══ Page excerpt

The House I Live In

The House I Live In

Monday, February 24, 2014 - 6:30pm to 8:30pm
  • Library Hall

40 years. $1 trillion. 45 million arrests. This is the war on drugs. An inside look at America's longest war.

A film by Eugene Jarecki. WINNER of the Grand Jury Prize for Documentary Film at the Sundance Film Festival.

FEARLESS! A model of the ambitious, vitalizing activist work that exists to stir the sleeping to wake.- NEW YORK TIMES
2012's BEST DOCUMENTARY! The House I Live In should be seen by everybody.- FORBES

About the film
As America remains embroiled in conflict overseas, a less visible war is taking place at home, costing countless lives, destroying families, and inflicting untold damage on future generations of Americans. Over forty years, the War on Drugs has accounted for more than 45 million arrests, made America the world’s largest jailer, and damaged poor communities at home and abroad. Yet for all that, drugs are cheaper, purer, and more available today than ever before. Filmed in more than twenty states, The House I Live In captures heart-wrenching stories from individuals at all levels of America’s War on Drugs. From the dealer to the grieving mother, the narcotics officer to the senator, the inmate to the federal judge, the film offers a penetrating look inside America’s longest war, offering a definitive portrait and revealing its profound human rights implications.

════
══ Dataset records

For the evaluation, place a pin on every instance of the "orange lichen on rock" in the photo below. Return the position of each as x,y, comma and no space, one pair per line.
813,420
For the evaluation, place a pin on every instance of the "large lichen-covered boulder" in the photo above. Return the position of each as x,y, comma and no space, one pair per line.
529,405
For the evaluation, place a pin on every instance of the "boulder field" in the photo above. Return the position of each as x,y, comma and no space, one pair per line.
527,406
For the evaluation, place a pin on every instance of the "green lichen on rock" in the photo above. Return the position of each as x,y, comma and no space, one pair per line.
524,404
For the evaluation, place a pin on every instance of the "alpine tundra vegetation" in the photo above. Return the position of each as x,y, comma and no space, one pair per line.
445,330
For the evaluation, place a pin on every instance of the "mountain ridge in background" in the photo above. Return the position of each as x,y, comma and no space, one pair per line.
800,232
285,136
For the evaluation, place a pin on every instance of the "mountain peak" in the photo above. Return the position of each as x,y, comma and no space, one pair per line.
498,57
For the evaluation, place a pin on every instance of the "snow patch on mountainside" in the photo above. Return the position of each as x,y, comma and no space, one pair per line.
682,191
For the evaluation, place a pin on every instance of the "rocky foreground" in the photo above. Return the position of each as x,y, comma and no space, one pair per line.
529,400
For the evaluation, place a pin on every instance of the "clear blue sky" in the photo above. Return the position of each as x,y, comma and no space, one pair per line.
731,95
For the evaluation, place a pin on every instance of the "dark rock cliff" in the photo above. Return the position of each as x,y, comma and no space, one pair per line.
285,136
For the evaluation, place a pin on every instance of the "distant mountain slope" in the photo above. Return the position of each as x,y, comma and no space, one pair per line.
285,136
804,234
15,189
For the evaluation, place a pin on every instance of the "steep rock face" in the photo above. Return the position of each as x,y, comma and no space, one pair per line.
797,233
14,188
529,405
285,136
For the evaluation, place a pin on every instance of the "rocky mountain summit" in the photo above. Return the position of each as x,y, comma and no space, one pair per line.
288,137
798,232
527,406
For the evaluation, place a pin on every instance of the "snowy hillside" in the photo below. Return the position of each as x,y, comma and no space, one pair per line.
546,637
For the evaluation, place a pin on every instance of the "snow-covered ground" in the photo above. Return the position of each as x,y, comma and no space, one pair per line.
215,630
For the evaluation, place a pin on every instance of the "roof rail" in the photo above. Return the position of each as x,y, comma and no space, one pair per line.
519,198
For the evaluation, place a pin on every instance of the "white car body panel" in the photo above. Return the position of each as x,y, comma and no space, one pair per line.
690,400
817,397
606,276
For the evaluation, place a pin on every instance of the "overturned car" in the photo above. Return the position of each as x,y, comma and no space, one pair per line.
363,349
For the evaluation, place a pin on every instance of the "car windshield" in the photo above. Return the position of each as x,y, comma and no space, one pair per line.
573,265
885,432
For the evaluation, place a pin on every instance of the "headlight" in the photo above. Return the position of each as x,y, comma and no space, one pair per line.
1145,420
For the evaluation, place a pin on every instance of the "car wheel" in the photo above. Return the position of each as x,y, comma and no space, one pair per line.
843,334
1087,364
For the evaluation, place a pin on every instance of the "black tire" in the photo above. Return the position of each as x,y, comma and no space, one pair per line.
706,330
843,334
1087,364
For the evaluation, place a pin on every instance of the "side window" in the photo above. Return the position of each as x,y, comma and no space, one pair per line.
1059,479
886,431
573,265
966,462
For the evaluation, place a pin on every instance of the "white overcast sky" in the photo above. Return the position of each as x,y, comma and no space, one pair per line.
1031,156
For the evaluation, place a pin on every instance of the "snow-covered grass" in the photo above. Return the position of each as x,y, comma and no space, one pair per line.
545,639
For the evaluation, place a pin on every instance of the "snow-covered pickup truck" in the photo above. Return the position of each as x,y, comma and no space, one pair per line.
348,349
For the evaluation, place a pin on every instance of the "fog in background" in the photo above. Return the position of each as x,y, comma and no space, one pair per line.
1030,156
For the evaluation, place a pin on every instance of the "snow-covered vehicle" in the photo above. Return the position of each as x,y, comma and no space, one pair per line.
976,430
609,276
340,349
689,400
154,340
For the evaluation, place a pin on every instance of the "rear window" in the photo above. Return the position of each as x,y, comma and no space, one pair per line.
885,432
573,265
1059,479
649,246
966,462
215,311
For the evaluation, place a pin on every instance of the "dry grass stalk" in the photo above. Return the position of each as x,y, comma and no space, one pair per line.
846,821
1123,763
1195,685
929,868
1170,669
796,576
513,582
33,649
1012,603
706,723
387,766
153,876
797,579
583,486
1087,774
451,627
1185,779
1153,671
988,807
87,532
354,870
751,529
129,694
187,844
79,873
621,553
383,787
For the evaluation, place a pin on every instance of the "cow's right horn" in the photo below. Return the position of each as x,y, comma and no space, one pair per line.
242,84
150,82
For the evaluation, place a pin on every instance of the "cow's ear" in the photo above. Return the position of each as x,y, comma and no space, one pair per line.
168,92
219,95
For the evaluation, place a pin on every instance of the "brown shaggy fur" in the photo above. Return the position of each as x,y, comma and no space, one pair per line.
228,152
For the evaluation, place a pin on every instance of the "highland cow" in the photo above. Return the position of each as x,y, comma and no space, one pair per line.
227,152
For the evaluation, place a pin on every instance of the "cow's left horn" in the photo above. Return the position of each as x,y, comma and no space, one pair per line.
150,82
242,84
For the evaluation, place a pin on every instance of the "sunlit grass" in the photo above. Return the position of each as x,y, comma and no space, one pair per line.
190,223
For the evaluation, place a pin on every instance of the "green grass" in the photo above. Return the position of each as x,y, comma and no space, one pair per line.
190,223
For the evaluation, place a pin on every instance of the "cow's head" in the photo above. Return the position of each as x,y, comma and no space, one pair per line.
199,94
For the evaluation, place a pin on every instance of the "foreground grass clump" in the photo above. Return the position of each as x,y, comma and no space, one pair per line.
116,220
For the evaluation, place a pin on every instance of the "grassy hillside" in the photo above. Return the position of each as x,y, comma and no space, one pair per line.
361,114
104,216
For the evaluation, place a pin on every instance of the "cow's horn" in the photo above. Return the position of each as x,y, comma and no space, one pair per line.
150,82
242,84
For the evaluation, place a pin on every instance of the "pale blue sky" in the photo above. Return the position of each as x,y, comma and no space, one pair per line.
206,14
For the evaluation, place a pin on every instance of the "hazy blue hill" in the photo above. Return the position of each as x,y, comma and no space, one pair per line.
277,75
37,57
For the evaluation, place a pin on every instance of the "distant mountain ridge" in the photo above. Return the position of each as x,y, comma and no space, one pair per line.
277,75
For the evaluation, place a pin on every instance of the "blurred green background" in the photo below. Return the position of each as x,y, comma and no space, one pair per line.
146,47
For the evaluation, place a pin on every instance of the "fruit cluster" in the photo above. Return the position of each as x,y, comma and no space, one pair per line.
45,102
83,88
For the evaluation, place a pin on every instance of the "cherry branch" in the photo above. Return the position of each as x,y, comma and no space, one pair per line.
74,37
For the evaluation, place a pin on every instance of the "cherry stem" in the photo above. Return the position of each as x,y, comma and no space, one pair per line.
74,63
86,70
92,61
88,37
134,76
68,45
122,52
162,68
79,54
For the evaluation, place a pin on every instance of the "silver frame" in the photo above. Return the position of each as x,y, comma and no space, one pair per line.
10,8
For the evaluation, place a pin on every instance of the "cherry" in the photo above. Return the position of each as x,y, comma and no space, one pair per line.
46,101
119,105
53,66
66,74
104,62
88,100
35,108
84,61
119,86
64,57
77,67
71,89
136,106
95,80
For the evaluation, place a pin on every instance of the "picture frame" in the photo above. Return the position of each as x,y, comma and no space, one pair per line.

════

Extend the event page for The House I Live In with a few sentences that follow on from its last sentence. The lines have nothing to do with the event page for The House I Live In.

## Solved problem
While recognizing the seriousness of drug abuse as a matter of public health, the film investigates the tragic errors and shortcomings that have meant it is more often treated as a matter for law enforcement, creating a vast machine that feeds largely on America’s poor, and especially on minority communities. Beyond simple misguided policy, The House I Live In examines how political and economic corruption have fueled the war for forty years, despite persistent evidence of its moral, economic, and practical failures.

Run time: 110 min.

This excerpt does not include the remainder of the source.